** Start Supplied information **
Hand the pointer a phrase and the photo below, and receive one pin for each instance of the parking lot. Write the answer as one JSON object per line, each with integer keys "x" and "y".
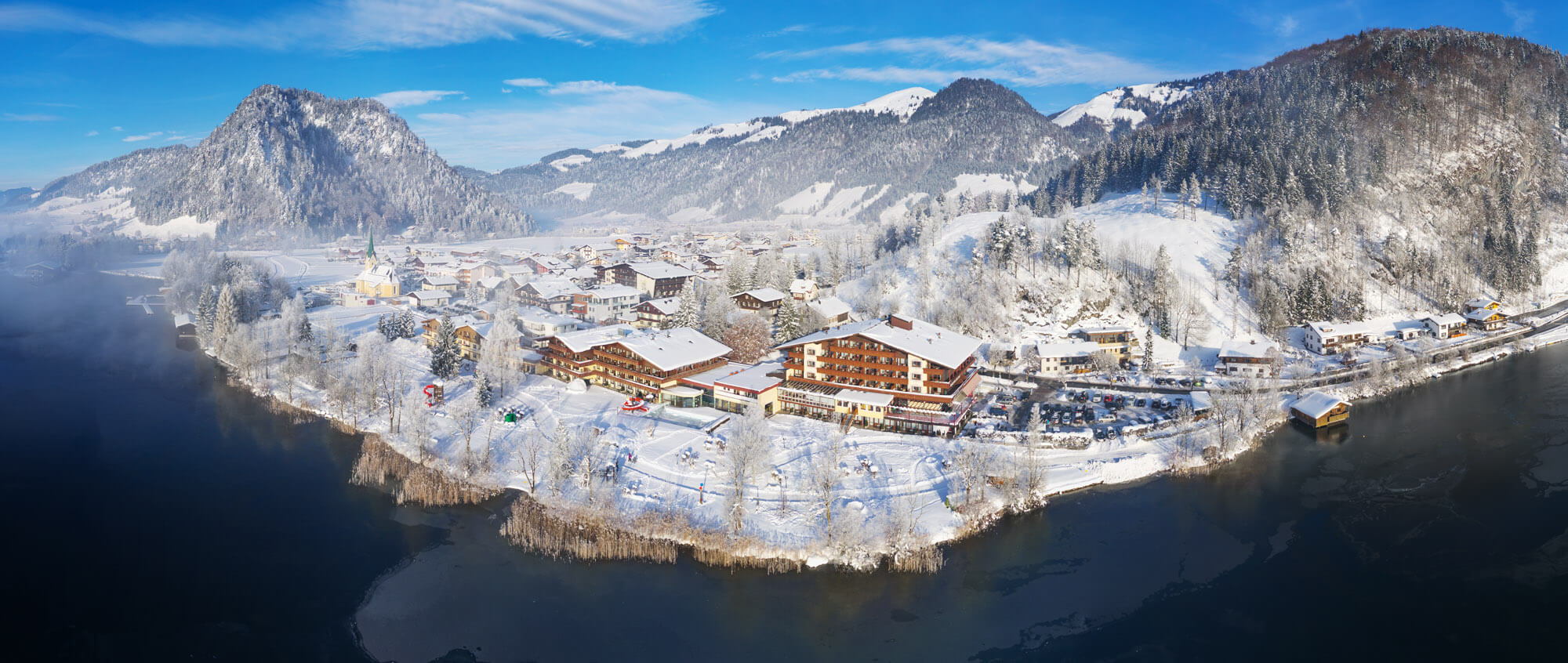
{"x": 1098, "y": 413}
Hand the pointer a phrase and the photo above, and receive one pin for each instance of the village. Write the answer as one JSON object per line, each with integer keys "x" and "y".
{"x": 631, "y": 371}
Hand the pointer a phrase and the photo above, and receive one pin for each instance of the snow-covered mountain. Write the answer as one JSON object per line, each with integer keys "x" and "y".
{"x": 294, "y": 164}
{"x": 857, "y": 162}
{"x": 1123, "y": 109}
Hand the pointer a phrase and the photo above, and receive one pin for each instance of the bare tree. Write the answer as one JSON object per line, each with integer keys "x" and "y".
{"x": 826, "y": 476}
{"x": 468, "y": 415}
{"x": 416, "y": 427}
{"x": 747, "y": 451}
{"x": 975, "y": 462}
{"x": 532, "y": 458}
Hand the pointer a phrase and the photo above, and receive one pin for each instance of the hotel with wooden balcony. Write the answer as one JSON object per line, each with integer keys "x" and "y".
{"x": 642, "y": 363}
{"x": 896, "y": 374}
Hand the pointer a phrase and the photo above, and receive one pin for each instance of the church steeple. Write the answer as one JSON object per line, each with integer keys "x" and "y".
{"x": 371, "y": 248}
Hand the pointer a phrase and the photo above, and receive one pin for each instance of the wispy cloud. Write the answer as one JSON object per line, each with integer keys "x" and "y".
{"x": 379, "y": 24}
{"x": 1522, "y": 18}
{"x": 415, "y": 98}
{"x": 940, "y": 60}
{"x": 29, "y": 118}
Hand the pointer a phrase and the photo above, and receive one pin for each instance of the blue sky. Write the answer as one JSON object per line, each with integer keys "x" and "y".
{"x": 498, "y": 84}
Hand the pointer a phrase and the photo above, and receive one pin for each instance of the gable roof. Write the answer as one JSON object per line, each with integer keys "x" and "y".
{"x": 923, "y": 339}
{"x": 764, "y": 295}
{"x": 1318, "y": 404}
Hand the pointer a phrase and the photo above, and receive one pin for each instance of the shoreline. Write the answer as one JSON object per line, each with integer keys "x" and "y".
{"x": 590, "y": 534}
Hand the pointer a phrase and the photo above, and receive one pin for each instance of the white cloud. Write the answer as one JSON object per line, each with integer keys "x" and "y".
{"x": 528, "y": 82}
{"x": 1522, "y": 18}
{"x": 570, "y": 115}
{"x": 379, "y": 24}
{"x": 415, "y": 98}
{"x": 29, "y": 118}
{"x": 619, "y": 93}
{"x": 940, "y": 60}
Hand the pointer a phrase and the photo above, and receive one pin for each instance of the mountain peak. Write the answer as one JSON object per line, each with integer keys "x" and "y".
{"x": 973, "y": 95}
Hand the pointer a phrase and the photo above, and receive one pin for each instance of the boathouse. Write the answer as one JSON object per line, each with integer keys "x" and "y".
{"x": 1319, "y": 410}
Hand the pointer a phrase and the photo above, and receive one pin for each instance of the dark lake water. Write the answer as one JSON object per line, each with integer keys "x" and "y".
{"x": 154, "y": 513}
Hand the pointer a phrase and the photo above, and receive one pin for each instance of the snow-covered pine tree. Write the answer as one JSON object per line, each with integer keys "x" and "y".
{"x": 446, "y": 358}
{"x": 228, "y": 316}
{"x": 689, "y": 314}
{"x": 208, "y": 310}
{"x": 786, "y": 325}
{"x": 407, "y": 328}
{"x": 485, "y": 391}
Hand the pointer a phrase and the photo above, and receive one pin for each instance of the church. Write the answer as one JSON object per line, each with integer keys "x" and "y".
{"x": 379, "y": 280}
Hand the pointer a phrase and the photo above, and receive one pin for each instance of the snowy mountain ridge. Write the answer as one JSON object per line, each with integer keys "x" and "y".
{"x": 866, "y": 162}
{"x": 1130, "y": 106}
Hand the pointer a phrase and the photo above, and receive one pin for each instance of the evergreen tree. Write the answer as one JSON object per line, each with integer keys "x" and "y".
{"x": 485, "y": 391}
{"x": 228, "y": 314}
{"x": 786, "y": 325}
{"x": 208, "y": 311}
{"x": 446, "y": 358}
{"x": 689, "y": 314}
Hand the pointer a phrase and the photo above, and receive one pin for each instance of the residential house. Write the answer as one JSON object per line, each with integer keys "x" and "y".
{"x": 1487, "y": 319}
{"x": 430, "y": 299}
{"x": 1445, "y": 327}
{"x": 1112, "y": 339}
{"x": 655, "y": 313}
{"x": 633, "y": 361}
{"x": 1249, "y": 360}
{"x": 1070, "y": 358}
{"x": 893, "y": 374}
{"x": 764, "y": 302}
{"x": 1335, "y": 338}
{"x": 832, "y": 310}
{"x": 655, "y": 280}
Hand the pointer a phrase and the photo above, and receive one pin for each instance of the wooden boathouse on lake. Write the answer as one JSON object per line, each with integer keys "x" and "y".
{"x": 1319, "y": 410}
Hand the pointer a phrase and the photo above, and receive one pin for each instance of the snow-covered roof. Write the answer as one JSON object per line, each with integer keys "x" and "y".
{"x": 553, "y": 289}
{"x": 659, "y": 270}
{"x": 379, "y": 275}
{"x": 1247, "y": 350}
{"x": 1446, "y": 319}
{"x": 713, "y": 375}
{"x": 614, "y": 292}
{"x": 873, "y": 399}
{"x": 1332, "y": 330}
{"x": 830, "y": 308}
{"x": 923, "y": 339}
{"x": 766, "y": 295}
{"x": 666, "y": 350}
{"x": 666, "y": 306}
{"x": 1484, "y": 314}
{"x": 1072, "y": 349}
{"x": 1316, "y": 404}
{"x": 755, "y": 379}
{"x": 1106, "y": 330}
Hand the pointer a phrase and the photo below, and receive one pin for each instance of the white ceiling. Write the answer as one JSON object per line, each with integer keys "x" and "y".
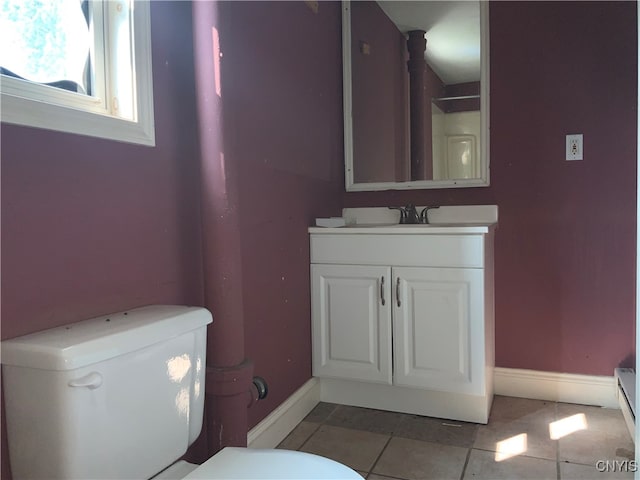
{"x": 453, "y": 34}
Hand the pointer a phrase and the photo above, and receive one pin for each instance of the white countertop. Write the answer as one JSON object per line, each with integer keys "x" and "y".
{"x": 407, "y": 229}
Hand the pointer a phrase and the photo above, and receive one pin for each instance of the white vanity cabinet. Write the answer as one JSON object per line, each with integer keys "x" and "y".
{"x": 403, "y": 320}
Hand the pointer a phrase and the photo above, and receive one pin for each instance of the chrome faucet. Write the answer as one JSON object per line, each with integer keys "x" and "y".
{"x": 408, "y": 214}
{"x": 424, "y": 214}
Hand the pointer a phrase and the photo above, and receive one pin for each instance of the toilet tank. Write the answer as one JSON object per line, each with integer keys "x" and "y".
{"x": 119, "y": 396}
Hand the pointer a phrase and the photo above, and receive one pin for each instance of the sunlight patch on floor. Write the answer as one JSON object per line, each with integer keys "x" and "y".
{"x": 566, "y": 426}
{"x": 511, "y": 447}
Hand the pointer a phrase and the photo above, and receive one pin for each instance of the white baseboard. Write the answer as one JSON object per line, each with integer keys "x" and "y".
{"x": 278, "y": 424}
{"x": 556, "y": 387}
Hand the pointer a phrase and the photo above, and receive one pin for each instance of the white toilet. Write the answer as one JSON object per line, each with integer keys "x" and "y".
{"x": 122, "y": 397}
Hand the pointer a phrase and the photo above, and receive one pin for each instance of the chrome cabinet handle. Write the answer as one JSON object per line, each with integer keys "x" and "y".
{"x": 91, "y": 381}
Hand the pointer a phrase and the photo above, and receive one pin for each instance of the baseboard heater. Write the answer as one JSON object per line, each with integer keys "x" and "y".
{"x": 626, "y": 391}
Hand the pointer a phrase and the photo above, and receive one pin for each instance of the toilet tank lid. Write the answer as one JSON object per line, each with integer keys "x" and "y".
{"x": 90, "y": 341}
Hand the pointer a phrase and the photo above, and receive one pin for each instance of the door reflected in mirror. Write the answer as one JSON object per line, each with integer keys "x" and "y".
{"x": 415, "y": 84}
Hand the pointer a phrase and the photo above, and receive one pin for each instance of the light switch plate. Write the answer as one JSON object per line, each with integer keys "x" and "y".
{"x": 574, "y": 147}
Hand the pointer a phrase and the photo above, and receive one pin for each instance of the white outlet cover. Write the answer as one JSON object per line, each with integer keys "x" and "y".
{"x": 574, "y": 147}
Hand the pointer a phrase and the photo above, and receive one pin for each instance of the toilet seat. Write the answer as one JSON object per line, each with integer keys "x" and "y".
{"x": 266, "y": 464}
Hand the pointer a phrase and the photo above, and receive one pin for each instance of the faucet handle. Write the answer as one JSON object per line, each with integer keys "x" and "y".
{"x": 403, "y": 213}
{"x": 412, "y": 213}
{"x": 424, "y": 213}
** End Supplied information **
What is needed:
Every line from the one containing "the chrome cabinet" through the end of the data must be repeated exactly, and no other line.

The answer:
Hand the pointer a phrase and the photo above, and receive one pin for each instance of the chrome cabinet handle. Write the answer as one JSON object per line, each with integer keys "x" and "y".
{"x": 91, "y": 381}
Hand the pointer a phrase and the photo above, and receive one pin for each instance of the baseboard heater. Write the answer as one JSON object per line, each with integer keys "x" and "y".
{"x": 626, "y": 391}
Hand the pointer a phrase and the photo above, and receive one pin for each instance of the toilet tank lid. Write the answer as one JSON object per line, each with integer keys "x" and "y".
{"x": 90, "y": 341}
Hand the pointer a phrase and the photo above, and receive one pin for each instance of the door reflected in mirror. Write the answer as one JSON object per line, each with integer keys "x" and "y".
{"x": 415, "y": 84}
Hand the pointer a phrase and the photo above, and receive one pin for each instance of the light switch plate. Write the answer as one JSON object per line, each with integer keys "x" and "y".
{"x": 574, "y": 147}
Hand the pointer a phrase and the photo above, and receive one pin for each instance of the white outlet cover. Write the answer as one JSON object per line, each with integer keys "x" and "y".
{"x": 574, "y": 147}
Hand the pointer a phrase and the photo above, and receive one pin for each instance of the toilet seat. Write the answer as one JSON object per line, each with integer keys "x" and "y".
{"x": 266, "y": 464}
Hand the pointer a phrase and the photo above, and receive one pin for each instance of the faucet handle. Write the answer as one JSON object per line, each with integer keys "x" and "y".
{"x": 403, "y": 213}
{"x": 412, "y": 213}
{"x": 424, "y": 213}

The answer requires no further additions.